* SOAL DAN TUGAS
- a) Menurut teks tentang impor garam, berapa juta ton garam yang diizinkan pemerintah untuk diimpor pada tahun 2021?
- b) Tuliskan ulang bagian teks tentang impor garam dari "Oleh : Ressa" sampai "25 Januari 2021." tanpa mengubah satu kata pun.

* TEKS YANG DIBERIKAN

Oleh : Ressa Ristia Nur Aidah
Pemerintah membuka keran impor garam sebanyak 3,07 juta ton di tahun 2021. Keputusan ini diambil dalam rapat Kementerian Koordinator Bidang Perekonomian pada 25 Januari 2021.
Impor garam di tahun ini melanjutkan tren kenaikan setidaknya dalam 5 tahun terakhir. Jika terealisasi seluruhnya, impor 2021 ini juga akan menjadi yang terbesar sepanjang sejarah Indonesia. Menurut data UN Comtrade, impor garam terbesar RI pernah dicapai pada 2018 sebanyak 2,839 juta ton dan 2011 2,835 juta ton. [tirto.id]
Ketua Asosiasi Petani Garam Indonesia (APGI) Jakfar Sodikin menyayangkan keputusan impor garam yang terus berlanjut, apalagi disertai pembatalan target swasembada. APGI menilai impor garam akan semakin membuat petambak terpuruk karena harga garam di tingkat petani akan semakin tertekan seiring membanjirnya pasokan garam impor.

* DATA YANG DIBERIKAN
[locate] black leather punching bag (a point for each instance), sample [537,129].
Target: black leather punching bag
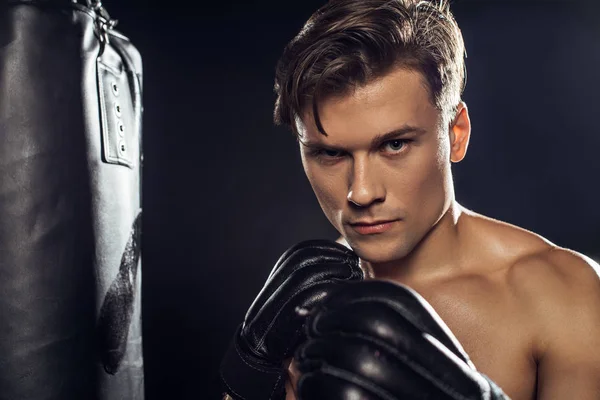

* JAWABAN TIAP TUGAS
- a) Sebanyak 3,07 juta ton.

- b)
Oleh : Ressa Ristia Nur Aidah
Pemerintah membuka keran impor garam sebanyak 3,07 juta ton di tahun 2021. Keputusan ini diambil dalam rapat Kementerian Koordinator Bidang Perekonomian pada 25 Januari 2021.